◆ WORK INSTRUCTIONS ◆
1. Answer these questions using the text about Brněnec:
(a) Which villages are administrative parts of Brněnec?
(b) Who founded the settlement of Moravská Chrastová, and after what year?
(c) What was the total population of Moravská Chrastová, together with its administrative parts, in 1939?
2. Summarize the text about Brněnec in two sentences.
3. Return the part of the text about Brněnec from "The municipality extended" up to and including "size of Brněnec.".

— START OF SOURCE EXCERPT —

Brněnec () is a municipality and village in Svitavy District in the Pardubice Region of the Czech Republic. It has about 1,300 inhabitants.

Administrative parts
Villages of Chrastová Lhota, Moravská Chrastová and Podlesí are administrative parts of Brněnec.

Geography
Brněnec is located about  south of Svitavy and  north of Brno. It lies in the Svitavy Uplands. It is situated at the confluence of the Svitava River and Chrastovský Stream, and the built-up area is located in the valleys of these two watercourses.

History
Next to an old trade route, the settlement of Moravská Chrastová was founded after 1200 by monks from a monastery in Litomyšl. Moravská Chrastová was first mentioned in a document from 1323. The first written mention of Brněnec is to be found in the 1557 act of partition of the dominion of Svojanov. Until the 18th century it was a part of Bělá nad Svitavou.

With the construction of the railway from Prague to Brno (before 1850?), Brněnec received its own railway station on this main line. This encouraged numerous new industrial enterprises such as textile factories to develop around the dominant business of the Daubek mills.

Until 1918, Brněnec was part of the Austrian empire (Austria side after the compromise of 1867), in the Polička District, one of the 94 Bezirkshauptmannschaften in Bohemia. A post-office was opened in 1869.

In 1930, the municipality of Brněnec (including the then parts of Zářečí nad Svitavou, now part of the municipality of Březová nad Svitavou, and Podlesí counted 606 inhabitants, of whom 208 held German nationality. In 1939, as a result of German occupation and the ensuing retreat of Czech inhabitants, the total population had dropped to 490.

The municipality extended at that time only to the Bohemian right bank of the river Svitava. On the opposite Moravian bank was the independent municipality of Moravská Chrastová, which, together with its administrative parts of Chrastová Lhota and Půlpecen (now part of the municipality of Chrastavec), had a total population in 1939 of 1,143 inhabitants and was therefore twice the size of Brněnec.

— END OF SOURCE EXCERPT —
— START OF EXCERPTED RECORDS —

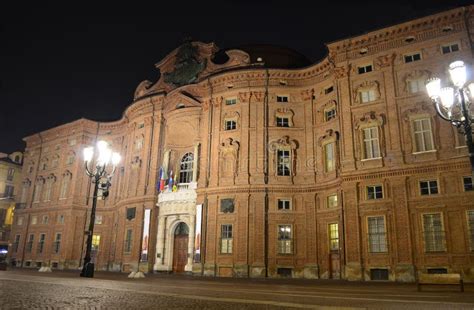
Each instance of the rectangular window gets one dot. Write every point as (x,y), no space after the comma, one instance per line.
(423,135)
(332,201)
(284,161)
(364,69)
(374,192)
(128,241)
(282,98)
(468,186)
(285,239)
(367,95)
(41,243)
(226,239)
(428,187)
(57,244)
(371,143)
(231,101)
(284,204)
(412,57)
(450,48)
(230,125)
(329,160)
(334,237)
(377,236)
(433,233)
(283,122)
(330,114)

— END OF EXCERPTED RECORDS —

◆ TASK RESPONSES ◆
1.
(a) Chrastová Lhota, Moravská Chrastová and Podlesí.
(b) Monks from a monastery in Litomyšl founded it after 1200.
(c) 1,143 inhabitants.

2. Brněnec is a municipality and village of about 1,300 inhabitants in Svitavy District in the Pardubice Region of the Czech Republic, situated at the confluence of the Svitava River and Chrastovský Stream. First mentioned in writing in 1557, it later received its own station on the Prague–Brno railway, which encouraged new industries such as textile factories, and its population dropped from 606 in 1930 to 490 in 1939 after the German occupation.

3.
The municipality extended at that time only to the Bohemian right bank of the river Svitava. On the opposite Moravian bank was the independent municipality of Moravská Chrastová, which, together with its administrative parts of Chrastová Lhota and Půlpecen (now part of the municipality of Chrastavec), had a total population in 1939 of 1,143 inhabitants and was therefore twice the size of Brněnec.